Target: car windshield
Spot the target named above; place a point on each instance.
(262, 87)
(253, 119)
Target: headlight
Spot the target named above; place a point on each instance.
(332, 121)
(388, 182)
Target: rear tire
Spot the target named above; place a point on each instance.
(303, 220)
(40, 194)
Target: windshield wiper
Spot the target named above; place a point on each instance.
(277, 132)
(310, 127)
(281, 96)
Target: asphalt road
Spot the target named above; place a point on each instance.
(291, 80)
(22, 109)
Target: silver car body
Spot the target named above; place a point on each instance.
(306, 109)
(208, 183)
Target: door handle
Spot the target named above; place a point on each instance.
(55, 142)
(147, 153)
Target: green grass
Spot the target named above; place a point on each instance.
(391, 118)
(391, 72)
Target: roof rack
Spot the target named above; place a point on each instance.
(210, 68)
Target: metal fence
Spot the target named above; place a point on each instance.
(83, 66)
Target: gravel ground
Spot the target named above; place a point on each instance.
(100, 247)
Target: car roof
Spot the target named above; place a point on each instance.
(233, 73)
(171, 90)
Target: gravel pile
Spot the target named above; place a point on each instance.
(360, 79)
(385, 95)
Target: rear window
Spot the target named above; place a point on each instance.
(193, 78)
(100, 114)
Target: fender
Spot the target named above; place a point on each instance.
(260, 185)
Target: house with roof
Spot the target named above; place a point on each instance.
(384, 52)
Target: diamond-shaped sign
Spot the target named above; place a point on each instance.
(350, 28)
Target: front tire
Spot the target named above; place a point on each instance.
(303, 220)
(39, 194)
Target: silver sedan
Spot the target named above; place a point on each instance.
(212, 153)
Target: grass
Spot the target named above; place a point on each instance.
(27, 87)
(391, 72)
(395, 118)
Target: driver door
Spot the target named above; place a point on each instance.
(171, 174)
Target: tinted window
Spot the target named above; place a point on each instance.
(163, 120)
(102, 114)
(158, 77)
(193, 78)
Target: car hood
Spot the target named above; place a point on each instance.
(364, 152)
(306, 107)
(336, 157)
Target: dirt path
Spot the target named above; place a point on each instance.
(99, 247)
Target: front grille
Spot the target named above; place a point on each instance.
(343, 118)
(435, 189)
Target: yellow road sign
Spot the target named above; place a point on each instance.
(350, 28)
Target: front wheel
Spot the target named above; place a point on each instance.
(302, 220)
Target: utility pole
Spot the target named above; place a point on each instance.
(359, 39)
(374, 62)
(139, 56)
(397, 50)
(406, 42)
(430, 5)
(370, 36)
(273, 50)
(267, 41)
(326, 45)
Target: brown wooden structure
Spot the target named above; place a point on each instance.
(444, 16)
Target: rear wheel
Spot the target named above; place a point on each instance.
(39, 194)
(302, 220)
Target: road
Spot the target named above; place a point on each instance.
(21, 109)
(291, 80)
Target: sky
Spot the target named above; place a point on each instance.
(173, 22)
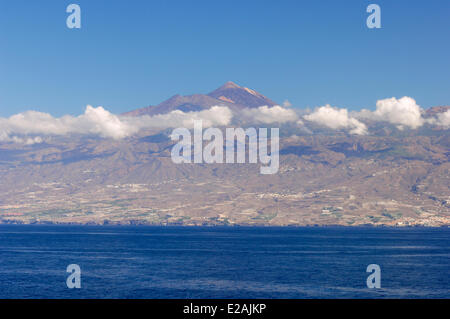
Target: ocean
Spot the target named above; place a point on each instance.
(223, 262)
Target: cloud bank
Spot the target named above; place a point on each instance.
(336, 119)
(32, 127)
(268, 115)
(401, 112)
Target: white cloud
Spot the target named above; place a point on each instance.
(401, 112)
(286, 103)
(336, 118)
(30, 126)
(268, 115)
(443, 119)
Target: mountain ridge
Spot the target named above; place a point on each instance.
(229, 94)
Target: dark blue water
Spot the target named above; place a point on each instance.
(176, 262)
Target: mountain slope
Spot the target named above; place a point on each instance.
(230, 94)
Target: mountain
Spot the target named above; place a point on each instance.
(230, 94)
(326, 177)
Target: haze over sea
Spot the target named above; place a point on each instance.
(223, 262)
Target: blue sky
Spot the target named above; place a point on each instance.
(130, 54)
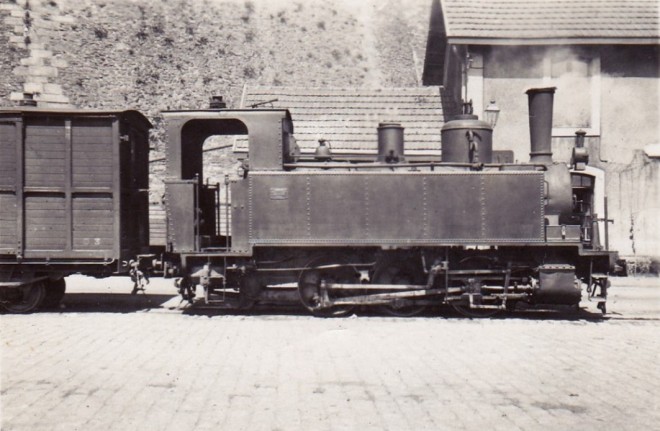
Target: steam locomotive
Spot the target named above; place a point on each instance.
(399, 236)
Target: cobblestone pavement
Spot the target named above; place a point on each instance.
(115, 362)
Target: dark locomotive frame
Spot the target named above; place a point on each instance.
(396, 235)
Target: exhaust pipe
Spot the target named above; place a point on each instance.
(540, 124)
(390, 143)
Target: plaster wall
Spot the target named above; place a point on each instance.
(627, 113)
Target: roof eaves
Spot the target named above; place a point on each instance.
(466, 40)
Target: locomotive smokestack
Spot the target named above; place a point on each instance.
(540, 124)
(390, 143)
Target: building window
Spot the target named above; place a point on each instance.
(577, 100)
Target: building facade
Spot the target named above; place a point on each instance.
(601, 55)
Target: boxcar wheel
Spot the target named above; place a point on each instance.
(54, 293)
(27, 298)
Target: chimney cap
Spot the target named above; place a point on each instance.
(541, 90)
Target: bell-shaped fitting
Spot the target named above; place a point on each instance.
(323, 153)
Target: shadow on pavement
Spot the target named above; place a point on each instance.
(108, 303)
(440, 312)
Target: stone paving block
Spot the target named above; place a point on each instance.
(174, 371)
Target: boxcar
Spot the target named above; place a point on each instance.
(73, 198)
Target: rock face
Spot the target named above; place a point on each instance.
(174, 54)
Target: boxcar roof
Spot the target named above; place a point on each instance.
(133, 115)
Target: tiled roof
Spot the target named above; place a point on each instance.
(349, 117)
(597, 21)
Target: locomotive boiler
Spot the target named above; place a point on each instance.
(400, 236)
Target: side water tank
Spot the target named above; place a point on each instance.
(467, 140)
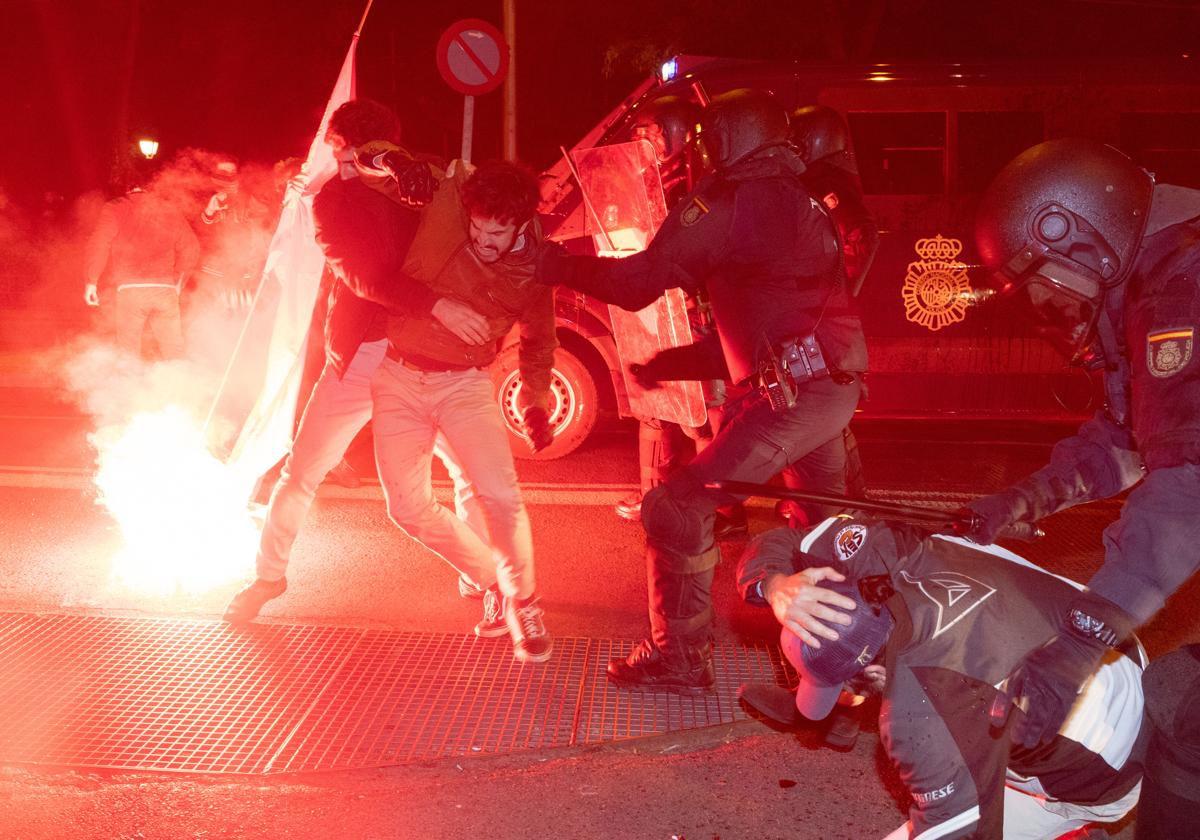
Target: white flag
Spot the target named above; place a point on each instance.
(293, 267)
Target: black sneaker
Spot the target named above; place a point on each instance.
(646, 667)
(730, 522)
(246, 604)
(630, 508)
(531, 642)
(468, 589)
(492, 624)
(844, 725)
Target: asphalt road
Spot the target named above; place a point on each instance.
(352, 567)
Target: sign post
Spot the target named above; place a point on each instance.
(473, 58)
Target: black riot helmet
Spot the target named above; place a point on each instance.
(1060, 226)
(817, 132)
(739, 124)
(669, 124)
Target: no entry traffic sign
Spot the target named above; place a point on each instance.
(473, 57)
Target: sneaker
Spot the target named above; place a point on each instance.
(531, 642)
(730, 522)
(245, 605)
(468, 589)
(690, 672)
(630, 508)
(844, 725)
(492, 624)
(343, 475)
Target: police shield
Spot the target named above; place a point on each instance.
(624, 207)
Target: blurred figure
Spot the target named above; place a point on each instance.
(234, 235)
(144, 247)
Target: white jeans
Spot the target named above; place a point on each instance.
(336, 412)
(412, 408)
(1032, 817)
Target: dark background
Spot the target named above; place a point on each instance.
(251, 77)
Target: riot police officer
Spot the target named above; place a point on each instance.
(667, 124)
(831, 175)
(767, 256)
(1107, 265)
(822, 141)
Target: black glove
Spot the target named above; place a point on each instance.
(990, 515)
(552, 263)
(1047, 683)
(535, 426)
(414, 179)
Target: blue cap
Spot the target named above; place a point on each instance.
(826, 669)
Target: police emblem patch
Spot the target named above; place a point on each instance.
(695, 211)
(849, 540)
(1169, 351)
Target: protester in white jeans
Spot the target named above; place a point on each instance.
(411, 408)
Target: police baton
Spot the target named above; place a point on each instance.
(959, 522)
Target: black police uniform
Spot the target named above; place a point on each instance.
(964, 616)
(1149, 432)
(767, 256)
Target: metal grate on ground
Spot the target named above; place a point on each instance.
(142, 694)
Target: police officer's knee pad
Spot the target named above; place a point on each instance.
(675, 522)
(1171, 685)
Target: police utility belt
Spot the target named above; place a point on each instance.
(798, 360)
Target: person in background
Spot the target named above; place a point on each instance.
(361, 233)
(144, 246)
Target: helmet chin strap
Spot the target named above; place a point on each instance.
(756, 151)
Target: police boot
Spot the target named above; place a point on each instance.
(681, 669)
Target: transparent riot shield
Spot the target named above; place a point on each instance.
(624, 207)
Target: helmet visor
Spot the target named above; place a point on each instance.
(1063, 303)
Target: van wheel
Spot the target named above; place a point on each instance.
(573, 402)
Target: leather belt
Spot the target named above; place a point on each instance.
(425, 365)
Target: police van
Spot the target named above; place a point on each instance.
(928, 139)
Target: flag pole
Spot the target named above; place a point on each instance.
(262, 280)
(364, 19)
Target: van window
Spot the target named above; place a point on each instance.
(990, 139)
(900, 154)
(1167, 144)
====================
**Exercise prompt:** Output exactly the lines above, from the one holding "Target: police officer's knee pad" through the end of the data, including the first and last.

**Result for this exercise:**
Target: police officer's knee pad
Spot the target named above; place a point on each instance.
(675, 522)
(1171, 685)
Target: police utility belt
Spot the target named above; place a point on each instance.
(798, 360)
Target: person in background
Spot the target named above; place a point on each instance.
(361, 233)
(144, 246)
Target: helmet chin strap
Spot the target named above; place a point on each instance.
(756, 151)
Target: police boot
Spot the target named above; place a point on each instance.
(681, 669)
Target: transparent riot shield
Spot the target named above; place a point on each instance.
(624, 207)
Target: helmet visor
Spot the target named above; place a point on each instance.
(1063, 303)
Target: van wheel
Spot the target named above; place a point on each instance.
(573, 402)
Target: leather belt
Spot the target named above; place a point on each instance.
(425, 365)
Target: police van
Spot the target named above; place a point on each instance.
(928, 139)
Target: flag pole
Spot the target named above; place a point on each instance.
(262, 280)
(364, 19)
Target: van window
Spot the target named above; place a point on each instance.
(990, 139)
(900, 154)
(1167, 144)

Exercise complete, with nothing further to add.